- **Provided information**:
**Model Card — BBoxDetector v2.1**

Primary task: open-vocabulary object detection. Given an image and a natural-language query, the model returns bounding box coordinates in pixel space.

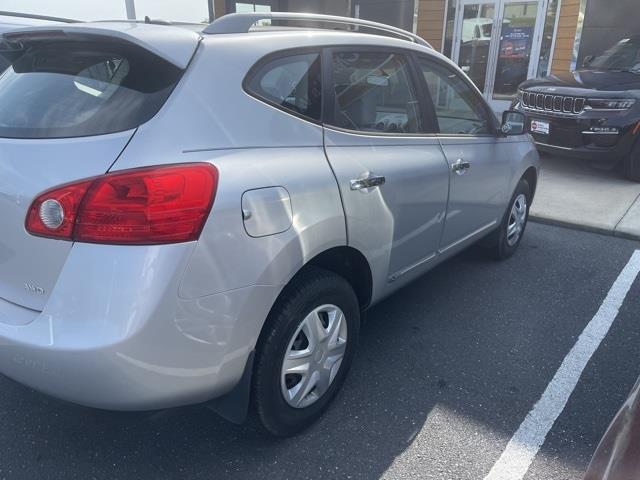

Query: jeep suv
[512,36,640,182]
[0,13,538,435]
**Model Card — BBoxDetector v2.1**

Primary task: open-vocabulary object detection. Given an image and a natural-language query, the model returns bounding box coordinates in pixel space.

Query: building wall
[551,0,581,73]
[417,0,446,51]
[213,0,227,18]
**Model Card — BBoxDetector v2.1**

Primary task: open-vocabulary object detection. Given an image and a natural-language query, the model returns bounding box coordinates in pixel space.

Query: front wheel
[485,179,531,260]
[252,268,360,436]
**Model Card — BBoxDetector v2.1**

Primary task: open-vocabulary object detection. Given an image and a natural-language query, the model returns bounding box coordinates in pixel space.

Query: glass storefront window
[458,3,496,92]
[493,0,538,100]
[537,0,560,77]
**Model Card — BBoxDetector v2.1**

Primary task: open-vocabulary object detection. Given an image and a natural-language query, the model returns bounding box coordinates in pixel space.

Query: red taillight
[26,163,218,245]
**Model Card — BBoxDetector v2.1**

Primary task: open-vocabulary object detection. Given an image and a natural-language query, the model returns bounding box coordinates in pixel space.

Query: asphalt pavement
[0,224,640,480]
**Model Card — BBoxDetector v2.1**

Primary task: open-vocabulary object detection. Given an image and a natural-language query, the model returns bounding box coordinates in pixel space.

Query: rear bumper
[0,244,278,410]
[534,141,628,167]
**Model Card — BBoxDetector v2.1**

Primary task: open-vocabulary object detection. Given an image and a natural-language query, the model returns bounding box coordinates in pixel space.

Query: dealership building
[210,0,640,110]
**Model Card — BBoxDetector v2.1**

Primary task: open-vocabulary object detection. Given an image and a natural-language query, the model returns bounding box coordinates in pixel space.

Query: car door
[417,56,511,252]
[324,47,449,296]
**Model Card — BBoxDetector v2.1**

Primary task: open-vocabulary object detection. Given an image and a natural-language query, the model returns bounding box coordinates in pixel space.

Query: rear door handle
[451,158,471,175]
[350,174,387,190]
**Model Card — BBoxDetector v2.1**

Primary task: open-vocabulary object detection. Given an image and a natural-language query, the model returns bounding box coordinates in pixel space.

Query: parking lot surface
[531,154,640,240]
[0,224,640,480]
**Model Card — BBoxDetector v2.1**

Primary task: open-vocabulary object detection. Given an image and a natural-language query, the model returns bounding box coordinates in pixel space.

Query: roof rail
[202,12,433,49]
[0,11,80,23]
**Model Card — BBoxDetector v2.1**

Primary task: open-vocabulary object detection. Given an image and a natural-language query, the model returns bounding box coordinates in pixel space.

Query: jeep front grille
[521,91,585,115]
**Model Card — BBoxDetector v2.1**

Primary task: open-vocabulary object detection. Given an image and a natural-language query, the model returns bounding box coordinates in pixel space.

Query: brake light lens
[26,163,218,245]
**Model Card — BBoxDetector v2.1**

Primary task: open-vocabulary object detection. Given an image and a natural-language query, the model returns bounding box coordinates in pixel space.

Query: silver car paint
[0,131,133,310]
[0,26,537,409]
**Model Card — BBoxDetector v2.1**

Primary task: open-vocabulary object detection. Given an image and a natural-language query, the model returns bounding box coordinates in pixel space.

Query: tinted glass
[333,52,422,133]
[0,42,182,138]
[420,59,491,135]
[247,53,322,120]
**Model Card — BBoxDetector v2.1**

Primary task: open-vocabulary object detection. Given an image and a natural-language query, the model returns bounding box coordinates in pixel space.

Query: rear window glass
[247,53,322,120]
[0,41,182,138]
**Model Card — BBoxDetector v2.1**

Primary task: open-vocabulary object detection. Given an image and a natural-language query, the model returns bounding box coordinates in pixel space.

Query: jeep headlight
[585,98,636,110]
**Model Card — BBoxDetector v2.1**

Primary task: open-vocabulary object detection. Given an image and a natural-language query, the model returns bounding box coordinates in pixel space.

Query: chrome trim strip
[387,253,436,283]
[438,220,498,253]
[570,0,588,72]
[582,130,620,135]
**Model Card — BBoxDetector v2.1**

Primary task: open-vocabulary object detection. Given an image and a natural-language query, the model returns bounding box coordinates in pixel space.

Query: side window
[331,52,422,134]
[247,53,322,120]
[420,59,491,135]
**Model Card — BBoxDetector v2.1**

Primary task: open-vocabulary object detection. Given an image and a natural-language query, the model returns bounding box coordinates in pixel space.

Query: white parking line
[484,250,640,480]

- **Short task**:
Format every line of all the rows above as a numbered list, skipping blank lines. Leave the pictures out.

- **Exercise solution**:
1. **Model Card — BBoxDetector v2.1**
2. Primary task: open-vocabulary object detection. Given an image and a natural-language query, the model returns bounding box coordinates in pixel space.
3. Query: jeep suv
4. [512,36,640,182]
5. [0,13,538,435]
6. **Model Card — BBoxDetector v2.1**
7. Primary task: open-vocabulary object detection. Given an image and a natural-language query, the model returns bounding box coordinates in pixel space.
8. Query: building wall
9. [551,0,581,73]
10. [417,0,446,51]
11. [213,0,227,18]
12. **Model Card — BBoxDetector v2.1**
13. Primary task: open-vocabulary object detection. Given an image and a natural-language query, the model returns bounding box coordinates in pixel space.
14. Query: front wheel
15. [485,179,531,260]
16. [252,268,360,436]
17. **Model Card — BBoxDetector v2.1**
18. Primary task: open-vocabulary object detection. Given an image and a natural-language query, the model returns bounding box coordinates in pixel space.
19. Query: glass storefront window
20. [458,3,496,92]
21. [493,0,538,100]
22. [537,0,560,77]
23. **Model Card — BBoxDetector v2.1**
24. Primary task: open-vocabulary object detection. Given an image and a natural-language query, the model returns bounding box coordinates in pixel space.
25. Query: red taillight
26. [26,163,218,245]
27. **Model Card — BBoxDetector v2.1**
28. Primary task: open-vocabulary object detection. Given an image and a natural-language query, the model returns bounding box coordinates in pixel space.
29. Query: asphalt pavement
30. [0,224,640,480]
31. **Model Card — BBoxDetector v2.1**
32. Primary task: open-vocabulary object detection. Given an image and a natural-language query, the model returns bounding box coordinates in pixel space.
33. Query: rear bumper
34. [0,244,278,410]
35. [534,141,628,167]
36. **Model Card — BBoxDetector v2.1**
37. Primary task: open-vocabulary object detection. Given an image and a natural-language query, the model returns bounding box coordinates in pixel space.
38. Query: dealership building
39. [210,0,640,110]
40. **Model Card — BBoxDetector v2.1**
41. Primary task: open-vocabulary object detection. Given an image and a natural-language query, the model returns bounding box coordinates in pixel space.
42. Query: car door
43. [417,56,511,252]
44. [324,47,449,296]
45. **Model Card — BBoxDetector v2.1**
46. Primary task: open-vocabulary object detection. Given an image and a natural-language query, the model returns bounding box coordinates in pixel space.
47. Query: rear door handle
48. [451,158,471,175]
49. [350,174,387,190]
50. **Model Card — BBoxDetector v2.1**
51. Primary task: open-vocabulary object detection. Given an image and a natural-language query, the model returns bounding box coordinates in pixel space.
52. Query: parking lot surface
53. [531,154,640,240]
54. [0,224,640,480]
55. **Model Card — BBoxDetector v2.1**
56. Primary task: open-vocabulary object detection. Given an image and a natural-language query, the model returns bounding box coordinates in pixel space.
57. Query: roof rail
58. [202,12,433,49]
59. [0,11,80,23]
60. **Model Card — BBoxDetector v2.1**
61. Primary task: open-vocabulary object detection. Given an image and a natural-language query, the model returns bounding box coordinates in pixel space.
62. Query: jeep front grille
63. [521,91,585,115]
64. **Model Card — BBoxDetector v2.1**
65. Primary task: open-vocabulary object detection. Given an image and a natural-language query, the model returns bounding box coordinates in pixel space.
66. Query: brake light lens
67. [26,163,218,245]
68. **Model Card — BBoxDetector v2.1**
69. Primary task: open-vocabulary object detection. Given an image and a natural-language query, the model returns bounding box coordinates in pixel space.
70. Query: silver car paint
71. [0,131,133,310]
72. [0,26,537,409]
73. **Model Card — BBoxDetector v2.1**
74. Primary task: open-vocabulary object detection. Given an image and a natural-language query, the model returns bounding box coordinates in pixel space.
75. Query: tinted glass
76. [333,52,422,133]
77. [0,42,182,138]
78. [420,59,491,135]
79. [247,53,322,120]
80. **Model Card — BBoxDetector v2.1**
81. Primary task: open-vocabulary object detection. Given an image and a natural-language query, the model returns bounding box coordinates in pixel space.
82. Query: rear window glass
83. [247,53,322,120]
84. [0,41,182,138]
85. **Model Card — BBoxDetector v2.1**
86. Primary task: open-vocabulary object detection. Given an image and a natural-language query, the model returns bounding box coordinates in pixel space.
87. Query: jeep headlight
88. [585,98,636,110]
89. **Model Card — BBoxDetector v2.1**
90. Primary task: open-vocabulary object detection. Given an image and a natural-language query, the model returns bounding box coordinates in pixel space.
91. Query: chrome trim strip
92. [387,253,436,283]
93. [438,220,498,253]
94. [570,0,588,72]
95. [582,130,620,135]
96. **Model Card — BBoxDetector v2.1**
97. Primary task: open-vocabulary object detection. Given an image and a natural-language query, the model returns bounding box coordinates in pixel space.
98. Query: side window
99. [331,52,422,134]
100. [247,53,322,120]
101. [420,59,491,135]
102. **Model Card — BBoxDetector v2.1**
103. Primary task: open-vocabulary object detection. Given an image and a natural-language query, the model returns bounding box coordinates in pixel space.
104. Query: white parking line
105. [484,250,640,480]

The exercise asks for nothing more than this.